- [Extrait du texte]:
>>>
No future ?

Publié le par Ludo

Qui a dit que les enfants étaient doux, innocents et incapables de cruauté ? Parmi les 7000 et quelques élèves que j’ai connus, j’ai rencontré un grand nombre de "cas sociaux" parmi lesquels on peut dégager plusieurs comportements. Un enfant peut voguer continuellement dans le même état comme en cumuler plusieurs et dans de nombreux cas, cette mauvaise étiquette ne lui reste pas collée indéfiniment.

 

Les exclus de force

Je fus vraiment surpris lors du premier jour dans une de mes écoles de voir qu’une fillette et sa jeune sœur restaient dans la salle des profs malgré la sonnerie du premier cours. L’aînée était apparemment en cinquième année (CM2) alors que sa sœur était en deuxième (CE1). La plus âgée, très souriante et bavarde ne semblait souffrir d’aucun handicap. La plus jeune par contre, demeurait plus discrète et ne discutait pas beaucoup. Son occupation favorite, à longueur de journée consistait à faire le tour de la photocopieuse en marchant… J’appris plus tard qu’une année auparavant, l’aînée avait mal pris une réflexion d’une de ses camarades au point de refuser de se rendre à l’école le jour qui suivit. Les parents avaient donc décidé arbitrairement que leurs enfants ne prendraient pas leurs cours avec les autres… Ainsi, les deux recevaient quelques devoirs dans la salle des professeurs… Je doute sincèrement qu’il s’agisse d’un cas d’ijimé puisque généralement un enfant brimé refuse purement et simplement d’aller à l’école pendant une longue période et reste enfermé sur lui-même.
<<<
Enregistrements à boîtes englobantes
>>>
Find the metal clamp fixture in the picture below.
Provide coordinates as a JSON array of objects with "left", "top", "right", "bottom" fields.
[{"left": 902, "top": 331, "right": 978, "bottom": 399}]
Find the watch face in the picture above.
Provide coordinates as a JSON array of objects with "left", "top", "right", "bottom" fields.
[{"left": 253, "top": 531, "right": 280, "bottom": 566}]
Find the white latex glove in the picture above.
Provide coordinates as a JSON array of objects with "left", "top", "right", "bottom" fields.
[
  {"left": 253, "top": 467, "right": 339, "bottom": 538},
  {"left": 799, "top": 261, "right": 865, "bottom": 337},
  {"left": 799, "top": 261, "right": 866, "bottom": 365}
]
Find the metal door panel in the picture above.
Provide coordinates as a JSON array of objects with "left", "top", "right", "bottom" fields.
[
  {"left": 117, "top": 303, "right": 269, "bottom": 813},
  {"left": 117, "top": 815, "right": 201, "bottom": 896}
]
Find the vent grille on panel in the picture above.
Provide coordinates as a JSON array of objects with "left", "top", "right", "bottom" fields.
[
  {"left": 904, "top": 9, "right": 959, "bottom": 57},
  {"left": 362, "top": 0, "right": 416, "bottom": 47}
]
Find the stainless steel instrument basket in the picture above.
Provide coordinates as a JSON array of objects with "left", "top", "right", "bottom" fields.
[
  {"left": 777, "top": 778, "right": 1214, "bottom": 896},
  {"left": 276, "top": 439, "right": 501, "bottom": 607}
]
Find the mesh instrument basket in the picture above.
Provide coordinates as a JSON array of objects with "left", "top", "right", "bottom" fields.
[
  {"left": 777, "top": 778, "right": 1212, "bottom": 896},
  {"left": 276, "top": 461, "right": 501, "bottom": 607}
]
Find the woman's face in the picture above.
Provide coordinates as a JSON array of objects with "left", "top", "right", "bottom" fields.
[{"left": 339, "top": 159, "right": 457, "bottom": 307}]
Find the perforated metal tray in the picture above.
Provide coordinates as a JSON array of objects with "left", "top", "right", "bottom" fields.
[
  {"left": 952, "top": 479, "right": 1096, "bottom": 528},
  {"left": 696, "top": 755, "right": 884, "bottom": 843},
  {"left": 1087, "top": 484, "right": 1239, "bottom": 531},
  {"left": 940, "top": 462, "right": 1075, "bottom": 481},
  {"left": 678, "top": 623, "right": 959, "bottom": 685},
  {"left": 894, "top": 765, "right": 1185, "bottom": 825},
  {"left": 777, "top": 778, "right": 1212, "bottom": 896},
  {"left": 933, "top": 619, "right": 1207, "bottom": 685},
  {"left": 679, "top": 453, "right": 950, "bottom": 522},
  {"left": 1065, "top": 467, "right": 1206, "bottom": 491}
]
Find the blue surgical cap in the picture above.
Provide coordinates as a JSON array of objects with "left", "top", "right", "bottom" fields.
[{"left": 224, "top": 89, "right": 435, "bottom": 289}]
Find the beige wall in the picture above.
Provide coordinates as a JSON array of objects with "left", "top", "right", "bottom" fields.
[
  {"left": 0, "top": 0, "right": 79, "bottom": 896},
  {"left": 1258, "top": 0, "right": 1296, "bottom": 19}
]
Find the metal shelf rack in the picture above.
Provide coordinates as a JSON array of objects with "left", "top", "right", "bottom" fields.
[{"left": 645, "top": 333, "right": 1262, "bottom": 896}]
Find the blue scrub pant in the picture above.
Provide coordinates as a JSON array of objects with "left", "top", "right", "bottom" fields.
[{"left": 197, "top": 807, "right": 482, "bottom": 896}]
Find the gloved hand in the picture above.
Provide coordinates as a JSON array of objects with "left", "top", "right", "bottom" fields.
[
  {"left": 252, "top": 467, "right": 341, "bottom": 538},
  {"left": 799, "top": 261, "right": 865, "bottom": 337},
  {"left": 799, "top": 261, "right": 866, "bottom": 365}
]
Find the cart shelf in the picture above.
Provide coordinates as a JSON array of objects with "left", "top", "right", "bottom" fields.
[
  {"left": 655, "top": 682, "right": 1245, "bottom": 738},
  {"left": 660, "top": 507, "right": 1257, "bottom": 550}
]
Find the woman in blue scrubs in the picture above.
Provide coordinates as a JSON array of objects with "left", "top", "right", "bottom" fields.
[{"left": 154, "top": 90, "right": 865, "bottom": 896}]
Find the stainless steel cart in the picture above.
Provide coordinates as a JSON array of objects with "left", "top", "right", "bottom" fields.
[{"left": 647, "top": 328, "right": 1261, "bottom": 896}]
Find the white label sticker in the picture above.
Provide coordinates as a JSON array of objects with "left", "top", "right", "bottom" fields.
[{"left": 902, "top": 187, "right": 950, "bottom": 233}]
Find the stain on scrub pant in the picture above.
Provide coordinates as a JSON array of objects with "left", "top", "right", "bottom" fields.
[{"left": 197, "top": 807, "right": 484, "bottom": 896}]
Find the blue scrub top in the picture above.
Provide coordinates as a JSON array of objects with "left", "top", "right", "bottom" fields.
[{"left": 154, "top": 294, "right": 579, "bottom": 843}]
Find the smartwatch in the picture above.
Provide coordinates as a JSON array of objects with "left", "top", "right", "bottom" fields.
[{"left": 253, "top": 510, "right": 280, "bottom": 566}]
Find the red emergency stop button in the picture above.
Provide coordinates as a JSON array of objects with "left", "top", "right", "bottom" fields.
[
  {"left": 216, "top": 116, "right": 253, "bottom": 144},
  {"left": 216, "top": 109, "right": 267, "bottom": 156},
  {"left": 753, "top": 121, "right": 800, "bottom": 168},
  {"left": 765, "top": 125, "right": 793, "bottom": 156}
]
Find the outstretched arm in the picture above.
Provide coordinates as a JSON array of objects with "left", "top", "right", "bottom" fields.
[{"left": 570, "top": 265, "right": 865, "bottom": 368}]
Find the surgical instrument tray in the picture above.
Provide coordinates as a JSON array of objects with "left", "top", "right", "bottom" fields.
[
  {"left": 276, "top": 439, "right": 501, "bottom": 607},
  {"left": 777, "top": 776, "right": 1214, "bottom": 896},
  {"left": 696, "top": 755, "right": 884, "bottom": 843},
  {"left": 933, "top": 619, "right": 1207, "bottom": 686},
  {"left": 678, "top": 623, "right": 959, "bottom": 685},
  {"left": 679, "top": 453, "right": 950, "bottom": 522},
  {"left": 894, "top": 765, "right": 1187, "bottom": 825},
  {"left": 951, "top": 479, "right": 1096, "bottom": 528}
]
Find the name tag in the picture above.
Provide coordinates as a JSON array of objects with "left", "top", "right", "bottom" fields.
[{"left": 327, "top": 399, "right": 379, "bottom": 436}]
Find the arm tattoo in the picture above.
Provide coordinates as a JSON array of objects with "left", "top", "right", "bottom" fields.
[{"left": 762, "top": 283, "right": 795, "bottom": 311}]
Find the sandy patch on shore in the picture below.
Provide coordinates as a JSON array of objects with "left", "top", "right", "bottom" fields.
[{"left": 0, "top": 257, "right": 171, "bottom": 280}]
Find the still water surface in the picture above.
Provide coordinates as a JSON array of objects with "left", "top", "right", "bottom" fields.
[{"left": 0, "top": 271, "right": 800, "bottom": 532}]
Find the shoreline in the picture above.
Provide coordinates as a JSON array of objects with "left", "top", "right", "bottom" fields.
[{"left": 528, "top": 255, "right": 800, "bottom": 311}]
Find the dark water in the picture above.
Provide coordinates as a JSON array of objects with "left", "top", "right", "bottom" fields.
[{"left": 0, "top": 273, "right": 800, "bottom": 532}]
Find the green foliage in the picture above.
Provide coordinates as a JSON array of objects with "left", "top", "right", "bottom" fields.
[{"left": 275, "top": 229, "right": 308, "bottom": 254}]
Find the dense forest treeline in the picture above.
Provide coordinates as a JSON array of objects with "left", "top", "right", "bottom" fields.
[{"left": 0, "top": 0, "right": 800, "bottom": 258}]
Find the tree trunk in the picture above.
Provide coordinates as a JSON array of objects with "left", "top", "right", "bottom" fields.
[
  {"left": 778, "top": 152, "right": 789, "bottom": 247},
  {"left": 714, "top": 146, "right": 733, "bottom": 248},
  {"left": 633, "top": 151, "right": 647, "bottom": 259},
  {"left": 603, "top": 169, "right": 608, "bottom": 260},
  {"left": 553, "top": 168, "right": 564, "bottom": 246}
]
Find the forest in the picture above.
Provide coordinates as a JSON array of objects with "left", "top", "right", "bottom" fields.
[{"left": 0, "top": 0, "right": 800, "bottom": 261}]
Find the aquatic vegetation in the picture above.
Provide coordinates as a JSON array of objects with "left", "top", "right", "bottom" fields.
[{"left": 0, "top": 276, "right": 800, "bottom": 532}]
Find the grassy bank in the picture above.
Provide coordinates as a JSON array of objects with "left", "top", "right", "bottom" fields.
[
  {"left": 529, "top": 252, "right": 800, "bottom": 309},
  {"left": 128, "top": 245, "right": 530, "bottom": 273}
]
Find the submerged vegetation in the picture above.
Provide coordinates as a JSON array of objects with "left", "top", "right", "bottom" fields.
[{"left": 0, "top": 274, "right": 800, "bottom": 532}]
<<<
- [Consigne]:
Dans l'extrait sur les élèves, quelle était l'occupation favorite de la plus jeune des deux sœurs à longueur de journée ? Ces items proviennent d'une autre source.

- [Réponse complète]:
Elle faisait le tour de la photocopieuse en marchant.